Source:
+ + + +

Whining, complaining kids who smuggled in makeup, everyone moaning about how hard it was and how much they wanted toilet paper, or soda, and that one idiot complaining CONSTANTLY that he was sick, when he was nothing more than lazy and annoying, not to mention the one family who didn't play by the rules, at ALL.

No, give me Pioneer Quest, thanks.


----------



## StaceyS (Nov 19, 2003)

I LOVED Pioneer Quest! Wish it was available to purchase and download online, I'd definitely pay for it.


----------



## KentuckyDreamer (Jan 20, 2012)

The only place I have found so far is the Treadwell site. The cost is $75.00 plus shipping and handling. I may breakdown and order next month.


----------



## hillbillygal (Jan 16, 2008)

Has anybody tried [ame="http://www.youtube.com/watch?v=7DBUbYEUIMM&feature=relmfu"]Texas Ranch House[/ame]?Saw it on YouTube and am going to give it a try.


----------



## thistle (Jan 29, 2006)

Yep.. seen that one. Not to give you any spoilers, but I was really hoping for a mutiny, and I'm glad I've never met that spoiled family in real life.


----------



## Dusky Beauty (Jan 4, 2012)

I enjoy frontier house-- mostly for watching the psychological effects on pampered modern families of 19th century living--- the main thing that bugged me was the fact that NONE of the families ever gleaned. Those kids should have been out hunting around for edibles, not demanding mom entertain and "watch" them.


----------



## freeb (Jul 25, 2009)

Does anyone know of a place to find what was in the original food stores that was sent with them that was supposed to last 5 weeks?


----------



## KentuckyDreamer (Jan 20, 2012)

Did I see they took a HUGE box of dried peas? I may be getting my series confused, but I remember at one point everyone was sick of dried peas ( peas porridge hot, peas porridge cold...)


----------



## KentuckyDreamer (Jan 20, 2012)

I think I found it...follow the link and look to the far right...

PBS - Frontier House: Top Story: Week 5


----------



## Raven12 (Mar 5, 2011)

Is this the show where they had to chop wood all summer in order to make it through the winter? Wasn't there only one family that would have survived determined by the historical judges? I loved it!


----------



## Raven12 (Mar 5, 2011)

A.T. Hagan said:


> You do have to understand the premise though. It wasn't simply a recreation of frontier life as a how-to. It was a recreation of the sorts of people that moved to the frontiers and what they experienced. At least so much as they were able to do so. Six out of ten who filed homestead claims could not stick it out for the five years to prove their claims. Of the remaining forty percent I'd be willing to bet a significant part of them ended up selling out before another five years were up. Even for the folks who had never experienced modern conveniences that life was tough. A great many of those folks really had no idea of what life on the western frontier was going to be like and many ended up trying to homestead in areas where they simply could not make a living no matter what they did.
> 
> The mental and emotional toll of what they were recreating was every bit as important as the physical. Some stuck it out and made it through. Many could not. Some places were homesteaded where it should never have been attempted.



That is what I really enjoyed about the program. The points when the historical experts would visit and tell them what they needed to accomplish. I was astonished that almost all of the long work hours were to prepare for winter. It is hard to imagine the mental and physical toll that it takes on a dedicated family until you see it for yourself.

+ + + +

Data shown:
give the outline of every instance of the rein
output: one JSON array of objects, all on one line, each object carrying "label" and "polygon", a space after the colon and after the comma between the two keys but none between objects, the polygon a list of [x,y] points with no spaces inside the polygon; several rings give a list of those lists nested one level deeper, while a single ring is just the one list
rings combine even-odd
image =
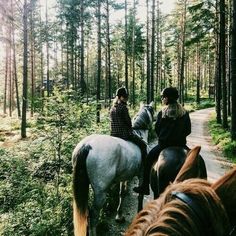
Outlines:
[{"label": "rein", "polygon": [[[206,216],[201,211],[201,206],[197,204],[196,201],[194,201],[190,196],[188,196],[185,193],[173,191],[171,193],[173,197],[176,199],[182,201],[183,203],[187,204],[190,209],[193,211],[195,218],[197,219],[198,225],[203,225],[203,227],[200,227],[203,235],[208,235],[208,232],[205,231],[209,227],[209,225],[206,224]],[[226,234],[226,236],[235,236],[236,235],[236,225],[233,226],[233,228],[230,230],[229,234]]]},{"label": "rein", "polygon": [[197,224],[201,226],[199,228],[203,233],[202,235],[209,235],[207,230],[209,225],[206,223],[207,219],[204,213],[201,211],[201,206],[185,193],[173,191],[171,195],[189,206],[189,208],[194,213],[194,218],[196,219]]}]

+ + + +

Required task 1: In the forum thread, how many out of ten people who filed homestead claims could not stick it out for the five years needed to prove their claims?
Required task 2: Repeat word for word the stretch of the forum thread from "## thistle (Jan" through "(Jan 4, 2012)".

Written reply 1: Six out of ten.

Written reply 2:
## thistle (Jan 29, 2006)

Yep.. seen that one. Not to give you any spoilers, but I was really hoping for a mutiny, and I'm glad I've never met that spoiled family in real life.


----------



## Dusky Beauty (Jan 4, 2012)